(Data shown)
+++++

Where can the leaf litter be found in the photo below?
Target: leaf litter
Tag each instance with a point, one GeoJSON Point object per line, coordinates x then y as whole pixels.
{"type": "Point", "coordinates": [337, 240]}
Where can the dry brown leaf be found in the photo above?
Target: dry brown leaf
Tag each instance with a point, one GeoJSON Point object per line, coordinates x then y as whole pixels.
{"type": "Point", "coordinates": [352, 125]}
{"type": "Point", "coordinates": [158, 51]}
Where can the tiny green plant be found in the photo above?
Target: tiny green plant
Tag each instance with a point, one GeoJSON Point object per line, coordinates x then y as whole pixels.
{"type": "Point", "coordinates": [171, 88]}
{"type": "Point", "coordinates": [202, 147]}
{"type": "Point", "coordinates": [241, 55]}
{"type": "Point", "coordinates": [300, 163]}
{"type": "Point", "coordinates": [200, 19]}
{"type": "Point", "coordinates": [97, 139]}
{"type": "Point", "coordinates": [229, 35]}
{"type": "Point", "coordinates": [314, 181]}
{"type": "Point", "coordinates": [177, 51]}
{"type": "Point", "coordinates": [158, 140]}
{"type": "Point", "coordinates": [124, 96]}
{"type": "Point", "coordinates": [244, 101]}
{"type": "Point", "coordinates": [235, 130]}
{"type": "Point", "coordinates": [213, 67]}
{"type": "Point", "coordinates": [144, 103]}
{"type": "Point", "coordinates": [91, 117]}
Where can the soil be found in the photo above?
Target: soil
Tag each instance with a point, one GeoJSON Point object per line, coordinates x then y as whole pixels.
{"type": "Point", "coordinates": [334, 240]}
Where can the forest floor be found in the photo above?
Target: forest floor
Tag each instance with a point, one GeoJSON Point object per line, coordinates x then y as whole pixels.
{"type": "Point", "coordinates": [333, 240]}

+++++

(Given task)
Render every line of the data above as a Markdown table with the columns Row and Line, numbering each row and leaving out blank lines.

(Output)
| Row | Line |
|---|---|
| 1 | Where can the leaf litter be found in the photo below? |
| 2 | Target: leaf litter |
| 3 | Tag each instance with a point, one GeoJSON Point object per line, coordinates x then y as whole pixels. |
| 4 | {"type": "Point", "coordinates": [337, 240]} |
| 5 | Where can the dry brown leaf be found in the photo above? |
| 6 | Target: dry brown leaf |
| 7 | Tag each instance with a point, one GeoJSON Point object per line, coordinates x then y as whole pixels. |
| 8 | {"type": "Point", "coordinates": [352, 125]} |
| 9 | {"type": "Point", "coordinates": [158, 51]} |
| 10 | Where can the tiny green plant be found in the photo above? |
| 11 | Target: tiny green plant |
| 12 | Tag each instance with a point, one GeoJSON Point object per line, coordinates x then y as whole pixels. |
| 13 | {"type": "Point", "coordinates": [171, 88]} |
| 14 | {"type": "Point", "coordinates": [202, 147]} |
| 15 | {"type": "Point", "coordinates": [241, 55]} |
| 16 | {"type": "Point", "coordinates": [300, 163]} |
| 17 | {"type": "Point", "coordinates": [200, 19]} |
| 18 | {"type": "Point", "coordinates": [97, 139]} |
| 19 | {"type": "Point", "coordinates": [229, 35]} |
| 20 | {"type": "Point", "coordinates": [314, 181]} |
| 21 | {"type": "Point", "coordinates": [177, 51]} |
| 22 | {"type": "Point", "coordinates": [158, 140]} |
| 23 | {"type": "Point", "coordinates": [124, 96]} |
| 24 | {"type": "Point", "coordinates": [244, 101]} |
| 25 | {"type": "Point", "coordinates": [235, 130]} |
| 26 | {"type": "Point", "coordinates": [213, 67]} |
| 27 | {"type": "Point", "coordinates": [144, 103]} |
| 28 | {"type": "Point", "coordinates": [91, 117]} |
| 29 | Where can the soil be found in the photo above? |
| 30 | Target: soil |
| 31 | Tag each instance with a point, one GeoJSON Point object per line, coordinates x then y as whole pixels. |
| 32 | {"type": "Point", "coordinates": [334, 240]} |
| 33 | Where can the forest floor be found in the photo above? |
| 34 | Target: forest floor |
| 35 | Tag each instance with a point, one GeoJSON Point object per line, coordinates x then y as whole pixels. |
| 36 | {"type": "Point", "coordinates": [333, 240]} |